### Excerpt to read
* * *
Note that the default value for options not explicitly provided is (usually) False.

datasets: # the collection of datasets
  ds1: # name of dataset
    costfunction: ExtendedUnbinnedNLL # which cost function to use (only ExtendedUnbinnedNLL and UnbinnedNLL are supported)
    data: [...] # list of data
    model: freqfit.models.mymodel # name/location of model to use
    model_parameters: # parameter of the model: name given to this parameter
      a: a_ds1
      b: global_b # shared parameter names indicate the same parameter across different datasets

  ds2:
    try_to_combine: True # whether to attempt to combine this dataset with others (see further details below)
    combined_dataset: empty_ds # name of the group to attempt to join
    costfunction: ExtendedUnbinnedNLL
    data: [] # this dataset has no data
    model: freqfit.models.mymodel
    model_parameters:
      a: a_ds2
      b: global_b

  ds3:
    try_to_combine: True
    combined_dataset: empty_ds
    costfunction: ExtendedUnbinnedNLL
    data: []
    model: freqfit.models.mymodel
    model_parameters:
      a: a_ds3
      b: global_b

combined_datasets: # details of how we should attempt to combine datasets
  empty_ds: # name of the combined datasets
    costfunction: ExtendedUnbinnedNLL
    model: freqfit.models.mymodel # model for the combined group (must match the datasets being added for now)
    model_parameters:
      a: a_empty_ds
      b: global_b

parameters: # the collection of parameters
  a_ds1: # parameter name
    value: 0.0 # parameter value (note it will be a fixed parameter by default)
  a_ds2:
    value: 0.0 # initial guess for the parameter (since it is a fitted parameter)
    includeinfit: true  # whether to include in the fit
    fix_if_no_data: true  # if the dataset has no data, then we will skip trying to fit this parameter
    vary_by_constraint: true  # if we run toys, we will vary the true value of this parameter by the provided constraint
    fixed: false # you can fix parameters that are included in the fit (the only time this option is used, default is false)
  a_ds3:
    value: 0.0
  a_empty_ds: # parameters from combined_datasets also need to appear (nuisance parameters are varied at the level of datasets, not combined datasets)
    value_from_combine: true # will use the value from the combined datasets here, which is particularly important for fixed parameters
    includeinfit: false # in this case, we want to fix the value of this parameter after combining the datasets
  global_b:
    value: 0.0
    includeinfit: true

constraints: # the collection of constraints (a Gaussian constraint term in the likelihood)
  constraint_a_ds2: # name of the constraint
    parameters: a_ds2 # which parameter(s) the constraint applies to
    uncertainty: 1.0 # 1 sigma uncertainty on the parameter(s)
    values: 0.0 # should be the same value(s) as in `parameters`

options: # a collection of global options (only one option so far)
  try_to_combine_datasets: true # whether to attempt to combine datasets
  name: experiment name
  test_statistic: t_mu # can be "t_mu", "t_mu_tilde", "q_mu", "q_mu_tilde"
* * *
### Material shown
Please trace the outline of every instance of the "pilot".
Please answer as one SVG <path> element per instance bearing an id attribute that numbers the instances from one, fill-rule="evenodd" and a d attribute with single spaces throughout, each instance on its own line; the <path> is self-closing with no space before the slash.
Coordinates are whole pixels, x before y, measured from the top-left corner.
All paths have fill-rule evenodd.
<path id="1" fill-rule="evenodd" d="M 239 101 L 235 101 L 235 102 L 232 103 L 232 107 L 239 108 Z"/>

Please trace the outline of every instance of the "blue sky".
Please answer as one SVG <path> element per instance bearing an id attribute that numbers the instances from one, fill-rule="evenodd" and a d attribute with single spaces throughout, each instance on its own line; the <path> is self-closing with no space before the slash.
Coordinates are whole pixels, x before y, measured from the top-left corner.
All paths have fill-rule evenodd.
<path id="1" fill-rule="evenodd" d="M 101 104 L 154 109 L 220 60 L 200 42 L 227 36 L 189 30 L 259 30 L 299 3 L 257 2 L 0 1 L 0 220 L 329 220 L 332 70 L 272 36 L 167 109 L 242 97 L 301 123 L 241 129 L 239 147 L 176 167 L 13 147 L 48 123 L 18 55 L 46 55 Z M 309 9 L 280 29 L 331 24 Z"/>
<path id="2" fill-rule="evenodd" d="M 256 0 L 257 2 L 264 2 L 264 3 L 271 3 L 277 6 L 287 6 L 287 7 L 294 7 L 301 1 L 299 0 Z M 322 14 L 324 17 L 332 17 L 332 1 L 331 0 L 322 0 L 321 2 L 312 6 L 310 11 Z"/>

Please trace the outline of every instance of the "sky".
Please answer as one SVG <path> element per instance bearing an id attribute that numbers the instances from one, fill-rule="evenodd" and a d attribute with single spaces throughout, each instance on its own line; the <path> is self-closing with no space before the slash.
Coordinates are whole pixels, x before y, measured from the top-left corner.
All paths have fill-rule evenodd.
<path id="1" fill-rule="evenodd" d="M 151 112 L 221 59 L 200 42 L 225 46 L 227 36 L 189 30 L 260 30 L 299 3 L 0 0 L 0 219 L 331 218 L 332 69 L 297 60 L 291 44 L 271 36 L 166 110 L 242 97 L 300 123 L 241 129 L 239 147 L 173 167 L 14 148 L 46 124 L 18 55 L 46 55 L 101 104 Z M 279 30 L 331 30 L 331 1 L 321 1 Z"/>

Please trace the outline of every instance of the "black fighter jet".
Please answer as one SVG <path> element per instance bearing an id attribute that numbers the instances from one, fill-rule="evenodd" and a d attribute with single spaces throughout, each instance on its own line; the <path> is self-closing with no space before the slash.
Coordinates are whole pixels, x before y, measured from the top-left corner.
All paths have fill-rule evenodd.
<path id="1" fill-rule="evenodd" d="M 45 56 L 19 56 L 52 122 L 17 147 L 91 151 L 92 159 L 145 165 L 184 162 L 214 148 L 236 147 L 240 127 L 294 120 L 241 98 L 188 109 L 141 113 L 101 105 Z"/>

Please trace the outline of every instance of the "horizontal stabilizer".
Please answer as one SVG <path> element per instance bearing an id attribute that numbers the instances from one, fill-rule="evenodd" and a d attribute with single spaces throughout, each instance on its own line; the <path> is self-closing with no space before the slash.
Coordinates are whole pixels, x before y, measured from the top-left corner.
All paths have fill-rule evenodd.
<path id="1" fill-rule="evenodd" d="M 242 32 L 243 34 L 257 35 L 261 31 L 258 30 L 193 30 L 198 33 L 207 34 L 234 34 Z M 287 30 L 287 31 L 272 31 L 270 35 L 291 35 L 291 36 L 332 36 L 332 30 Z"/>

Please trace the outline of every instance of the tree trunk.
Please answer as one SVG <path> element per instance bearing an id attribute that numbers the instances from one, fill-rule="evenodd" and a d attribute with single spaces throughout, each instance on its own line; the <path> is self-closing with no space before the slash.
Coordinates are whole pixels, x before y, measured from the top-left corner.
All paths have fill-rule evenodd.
* * *
### Problems
**A.** According to the configuration example, which cost functions are supported?
**B.** Rewrite the block of the configuration example that begins "constraints: # the collection of constraints" as a short list that keeps its main facts.
**C.** From the configuration example, reproduce the part that opens with the words containing "parameters: # the" and closes with "not combined datasets)".

### Solutions in order
**A.** Only ExtendedUnbinnedNLL and UnbinnedNLL.

**B.**
- The constraints section holds the collection of constraints, each a Gaussian constraint term in the likelihood.
- The sample constraint is named constraint_a_ds2.
- It applies to the parameter a_ds2.
- It sets a 1 sigma uncertainty of 1.0 on that parameter.
- Its values entry is 0.0 and should match the value(s) in `parameters`.

**C.**
parameters: # the collection of parameters
  a_ds1: # parameter name
    value: 0.0 # parameter value (note it will be a fixed parameter by default)
  a_ds2:
    value: 0.0 # initial guess for the parameter (since it is a fitted parameter)
    includeinfit: true  # whether to include in the fit
    fix_if_no_data: true  # if the dataset has no data, then we will skip trying to fit this parameter
    vary_by_constraint: true  # if we run toys, we will vary the true value of this parameter by the provided constraint
    fixed: false # you can fix parameters that are included in the fit (the only time this option is used, default is false)
  a_ds3:
    value: 0.0
  a_empty_ds: # parameters from combined_datasets also need to appear (nuisance parameters are varied at the level of datasets, not combined datasets)